__PASSAGE SHOWN__:
▼▼▼
In human anatomy, the internal thoracic artery (ITA), previously commonly known as the internal mammary artery (a name still common among surgeons), is an artery that supplies the anterior chest wall and the breasts. It is a paired artery, with one running along each side of the sternum, to continue after its bifurcation as the superior epigastric and musculophrenic arteries.

Structure
The internal thoracic artery arises from the anterior surface of the subclavian artery near its origin. It has a width of between 1-2 mm.

It travels downward on the inside of the rib cage, approximately 1 cm from the sides of the sternum, and thus medial to the nipple. It is accompanied by the internal thoracic vein.

It runs deep to the abdominal external oblique muscle, but superficial to the vagus nerve.

In adults, internal thoracic artery lies closest to the sternum at the first intercoastal space. The gap between the artery and lateral border of the sternum increases when going downwards, up to 1.1 cm to 1.3 cm at the sixth intercoastal space. In children, the gap ranges from 0.5 cm to 1.0 cm.
▲▲▲
Saved records
▼▼▼
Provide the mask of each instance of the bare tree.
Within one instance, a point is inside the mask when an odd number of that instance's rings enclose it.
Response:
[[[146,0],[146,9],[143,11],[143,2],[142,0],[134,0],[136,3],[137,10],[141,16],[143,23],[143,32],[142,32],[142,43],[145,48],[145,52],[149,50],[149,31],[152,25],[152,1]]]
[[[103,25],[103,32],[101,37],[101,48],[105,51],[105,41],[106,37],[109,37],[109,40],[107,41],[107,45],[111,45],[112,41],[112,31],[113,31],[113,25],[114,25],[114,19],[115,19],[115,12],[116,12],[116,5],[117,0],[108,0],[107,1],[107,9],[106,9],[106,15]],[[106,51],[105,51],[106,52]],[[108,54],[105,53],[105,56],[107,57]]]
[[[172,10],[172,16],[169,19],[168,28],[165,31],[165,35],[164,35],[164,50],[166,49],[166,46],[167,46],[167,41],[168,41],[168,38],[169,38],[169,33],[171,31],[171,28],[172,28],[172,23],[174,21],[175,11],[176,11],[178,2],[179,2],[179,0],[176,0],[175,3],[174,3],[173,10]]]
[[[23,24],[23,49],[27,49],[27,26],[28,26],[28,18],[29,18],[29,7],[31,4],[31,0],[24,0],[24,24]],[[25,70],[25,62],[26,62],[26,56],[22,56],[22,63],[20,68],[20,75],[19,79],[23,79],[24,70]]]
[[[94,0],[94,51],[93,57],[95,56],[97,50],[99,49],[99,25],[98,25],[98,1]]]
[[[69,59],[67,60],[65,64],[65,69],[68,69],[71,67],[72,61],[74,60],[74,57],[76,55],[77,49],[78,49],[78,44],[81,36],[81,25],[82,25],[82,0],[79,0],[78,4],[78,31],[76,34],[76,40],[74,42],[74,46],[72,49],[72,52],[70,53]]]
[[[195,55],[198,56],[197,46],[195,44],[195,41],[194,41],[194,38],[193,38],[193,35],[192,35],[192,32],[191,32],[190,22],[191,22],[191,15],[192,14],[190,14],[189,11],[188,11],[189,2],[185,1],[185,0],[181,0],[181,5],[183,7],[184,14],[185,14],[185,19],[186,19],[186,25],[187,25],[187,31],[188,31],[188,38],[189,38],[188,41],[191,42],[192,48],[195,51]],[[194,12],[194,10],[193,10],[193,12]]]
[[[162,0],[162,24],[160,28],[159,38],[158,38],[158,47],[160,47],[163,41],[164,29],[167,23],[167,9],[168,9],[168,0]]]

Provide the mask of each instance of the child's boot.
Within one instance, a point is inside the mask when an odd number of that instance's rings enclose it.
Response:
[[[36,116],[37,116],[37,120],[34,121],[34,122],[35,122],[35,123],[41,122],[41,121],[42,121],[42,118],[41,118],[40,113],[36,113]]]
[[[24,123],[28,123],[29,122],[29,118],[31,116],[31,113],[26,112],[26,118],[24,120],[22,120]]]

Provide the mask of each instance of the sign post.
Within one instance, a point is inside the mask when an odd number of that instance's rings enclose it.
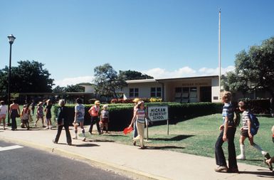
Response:
[[[169,135],[169,107],[168,105],[147,105],[147,117],[152,122],[167,121],[167,135]],[[147,140],[148,140],[148,123],[147,125]]]

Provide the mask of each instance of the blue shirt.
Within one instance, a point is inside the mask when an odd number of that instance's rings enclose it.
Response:
[[[234,108],[231,104],[225,103],[223,107],[223,123],[224,124],[226,117],[228,118],[228,126],[234,125]]]

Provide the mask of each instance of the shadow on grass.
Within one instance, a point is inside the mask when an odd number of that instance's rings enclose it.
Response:
[[[184,139],[193,137],[194,135],[178,135],[172,138],[149,138],[150,140],[157,140],[157,141],[181,141]]]
[[[258,169],[258,171],[240,171],[240,174],[254,174],[258,177],[273,178],[274,179],[274,172],[266,171],[265,169]]]
[[[149,146],[147,147],[147,149],[184,149],[183,147],[176,147],[176,146],[162,146],[162,147],[152,147]]]

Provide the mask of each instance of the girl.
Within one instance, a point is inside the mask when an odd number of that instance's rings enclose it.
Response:
[[[100,125],[101,129],[101,132],[103,133],[104,127],[105,127],[105,132],[108,133],[108,122],[110,122],[110,112],[107,110],[107,105],[105,105],[102,107],[102,110],[101,112],[101,117],[100,121]]]
[[[234,125],[234,108],[231,103],[231,93],[225,92],[222,97],[223,107],[223,125],[219,127],[221,133],[215,144],[215,158],[218,167],[215,169],[216,172],[238,173],[236,153],[235,150],[234,137],[236,131]],[[228,142],[228,167],[226,165],[226,158],[223,154],[222,145],[224,142]]]
[[[9,107],[9,115],[11,118],[11,130],[14,131],[17,129],[16,117],[20,117],[20,108],[17,104],[17,100],[14,100],[13,103]]]
[[[21,113],[22,123],[23,126],[26,125],[28,130],[29,130],[28,117],[31,115],[31,110],[29,110],[29,105],[24,105],[22,112]]]
[[[5,105],[5,102],[1,100],[0,102],[0,124],[1,124],[1,122],[3,121],[3,129],[6,129],[5,128],[5,125],[6,125],[6,122],[5,122],[5,120],[6,120],[6,112],[8,112],[8,107],[6,107],[6,105]]]
[[[46,106],[45,108],[46,112],[46,120],[47,122],[47,128],[51,129],[52,128],[51,126],[51,107],[52,107],[52,102],[51,100],[48,100],[46,101]]]
[[[80,127],[82,129],[82,134],[84,138],[83,141],[85,141],[85,129],[84,129],[84,120],[85,120],[85,106],[82,104],[82,100],[80,98],[76,99],[76,105],[75,107],[75,116],[74,116],[74,132],[75,133],[74,139],[77,139],[77,132],[78,127],[80,125]]]
[[[136,140],[139,139],[140,140],[140,147],[142,149],[144,149],[145,148],[144,144],[144,122],[145,122],[145,117],[147,117],[147,115],[144,111],[144,101],[141,100],[139,101],[137,103],[137,110],[135,111],[134,115],[132,117],[132,120],[131,121],[131,123],[129,128],[132,126],[133,123],[135,122],[136,122],[136,126],[138,132],[138,135],[133,138],[133,141],[136,142]]]
[[[46,127],[43,122],[43,102],[39,102],[39,103],[38,104],[36,110],[36,118],[37,120],[34,123],[35,127],[37,127],[37,122],[39,120],[39,119],[41,119],[42,126],[43,127]]]

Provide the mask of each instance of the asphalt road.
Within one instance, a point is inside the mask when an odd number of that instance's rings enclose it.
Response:
[[[93,167],[78,160],[16,145],[17,144],[0,140],[1,180],[130,179],[112,171]]]

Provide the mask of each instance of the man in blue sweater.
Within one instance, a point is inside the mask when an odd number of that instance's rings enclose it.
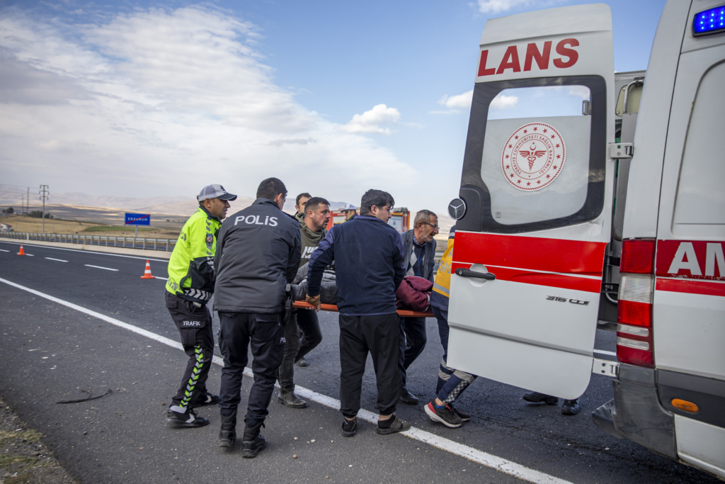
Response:
[[[345,417],[343,437],[352,437],[357,431],[368,353],[378,384],[378,433],[410,428],[410,424],[394,413],[400,393],[400,327],[395,290],[405,271],[400,236],[388,225],[394,204],[389,193],[368,190],[362,195],[360,214],[334,226],[310,259],[307,301],[318,309],[323,271],[335,262],[340,311],[340,411]]]

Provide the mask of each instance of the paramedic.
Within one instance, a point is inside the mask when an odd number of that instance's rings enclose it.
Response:
[[[302,236],[302,258],[299,266],[310,261],[310,257],[327,235],[327,223],[330,221],[330,202],[324,198],[312,197],[307,201],[304,212],[295,216],[299,222]],[[298,331],[299,329],[299,331]],[[304,343],[300,342],[304,335]],[[322,331],[317,311],[310,309],[293,309],[289,322],[284,328],[284,358],[279,367],[280,403],[292,409],[304,409],[307,403],[294,393],[294,364],[304,358],[322,341]],[[307,366],[305,364],[304,366]]]
[[[443,346],[443,358],[438,369],[438,384],[436,385],[436,398],[426,406],[426,413],[434,422],[439,422],[447,427],[456,428],[464,422],[471,420],[471,416],[453,408],[453,401],[460,396],[476,376],[451,368],[448,366],[448,298],[451,287],[451,263],[453,261],[453,238],[455,226],[448,234],[448,245],[438,266],[436,280],[431,292],[431,307],[438,320],[438,335]]]

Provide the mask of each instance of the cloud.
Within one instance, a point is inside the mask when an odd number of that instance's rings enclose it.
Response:
[[[473,90],[471,89],[471,91],[464,92],[463,94],[457,94],[456,96],[444,94],[443,97],[438,100],[438,104],[443,104],[446,107],[451,109],[457,107],[467,109],[471,107],[471,102],[473,99]]]
[[[495,14],[506,12],[513,9],[526,8],[536,6],[544,8],[551,4],[558,3],[561,0],[550,0],[542,2],[540,0],[478,0],[478,12],[482,14]]]
[[[341,126],[340,129],[348,133],[390,134],[392,131],[389,128],[381,128],[381,126],[397,124],[399,120],[400,112],[397,109],[388,107],[385,104],[378,104],[362,114],[356,114],[349,123]]]
[[[314,138],[292,138],[289,139],[273,139],[267,144],[270,146],[282,146],[283,144],[307,144],[307,143],[316,143]]]
[[[278,176],[291,192],[348,200],[360,186],[399,193],[419,179],[360,134],[389,133],[397,110],[379,104],[344,126],[326,120],[275,83],[255,48],[259,29],[226,11],[36,14],[0,8],[7,183],[41,173],[38,182],[57,191],[194,196],[209,183],[254,194]],[[363,165],[370,169],[349,169]]]
[[[505,110],[513,107],[518,102],[518,98],[515,96],[503,96],[499,94],[491,102],[491,107],[494,110]]]

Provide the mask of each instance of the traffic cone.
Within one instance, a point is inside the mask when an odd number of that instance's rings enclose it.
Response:
[[[22,246],[21,246],[22,250]],[[146,270],[144,271],[144,275],[141,276],[141,279],[156,279],[156,276],[151,275],[151,263],[149,262],[149,259],[146,260]]]

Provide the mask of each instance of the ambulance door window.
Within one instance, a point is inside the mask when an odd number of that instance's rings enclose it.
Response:
[[[460,229],[521,233],[599,216],[606,105],[597,75],[477,84],[461,179],[469,208]]]
[[[703,77],[685,141],[672,224],[677,237],[725,239],[725,63]]]
[[[505,89],[491,102],[481,178],[491,216],[518,225],[571,216],[584,206],[592,117],[584,86]]]

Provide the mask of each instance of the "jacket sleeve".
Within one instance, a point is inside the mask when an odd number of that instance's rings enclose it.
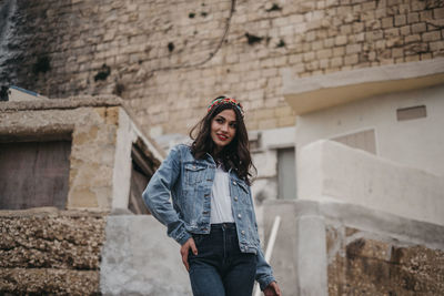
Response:
[[[174,146],[151,177],[142,197],[151,214],[167,226],[168,236],[183,245],[191,235],[170,202],[171,188],[180,174],[181,152],[180,146]]]

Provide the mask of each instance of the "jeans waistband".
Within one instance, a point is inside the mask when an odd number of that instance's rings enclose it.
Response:
[[[235,229],[235,223],[214,223],[211,224],[211,229]]]

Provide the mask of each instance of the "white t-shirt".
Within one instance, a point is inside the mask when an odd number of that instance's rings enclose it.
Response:
[[[211,224],[234,222],[229,182],[229,173],[223,171],[221,166],[218,166],[211,190]]]

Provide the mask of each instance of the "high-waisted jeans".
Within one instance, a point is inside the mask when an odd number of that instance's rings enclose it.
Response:
[[[193,234],[198,255],[189,254],[194,296],[251,296],[256,255],[241,253],[234,223],[212,224],[210,234]]]

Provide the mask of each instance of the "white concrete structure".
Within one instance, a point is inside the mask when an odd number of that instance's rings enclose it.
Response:
[[[192,295],[180,245],[153,216],[109,216],[105,232],[103,295]]]
[[[299,154],[297,196],[444,225],[444,177],[320,140]]]
[[[444,175],[444,86],[384,94],[301,115],[297,150],[319,139],[374,131],[376,155]],[[423,105],[426,116],[397,121],[396,110]]]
▲▲▲
__ASSIGNMENT 1__: According to the passage on the internal thoracic artery, where does the artery arise?
__ASSIGNMENT 2__: Write the next part of the passage on the internal thoracic artery, starting after its final sentence.
The material isn't needed for this work.

__EXERCISE RESULT 1__: From the anterior surface of the subclavian artery, near its origin.

__EXERCISE RESULT 2__:
Branches
 Mediastinal branches
 Thymic branches
 Pericardiacophrenic artery - travels with the phrenic nerve
 Sternal branches
 Perforating branches
 Twelve anterior intercostal branches, two to each of the top six intercostal spaces. In a given space, the upper branch travels laterally along the bottom of the rib until it anastomoses with its corresponding posterior intercostal artery. The lower branch of the space anastomoses with a collateral branch of the posterior intercostal artery.

After passing the sixth intercostal space, the internal thoracic artery splits into the following two terminal branches:
 Musculophrenic artery - roughly follows the costal margin and it again gives branch for 7,8,9  ribs
 Superior epigastric artery - continues the course of the internal thoracic artery, travelling downward into the abdominal wall and to the content of recuts sheath

Function 
The internal thoracic artery supplies the chest wall and the breasts.

Clinical significance

Use in bypass grafts
The internal thoracic artery is the cardiac surgeon's blood vessel of choice for coronary artery bypass grafting. The left ITA has a superior long-term patency to saphenous vein grafts and other arterial grafts (e.g. radial artery, gastroepiploic artery) when grafted to the left anterior descending coronary artery, generally the most important vessel, clinically, to revascularize.

Plastic surgeons may use either the left or right internal thoracic arteries for autologous free flap reconstruction of the breast after mastectomy. Usually, a microvascular anastomosis is performed at the second intercostal space to the artery on which the free flap is based.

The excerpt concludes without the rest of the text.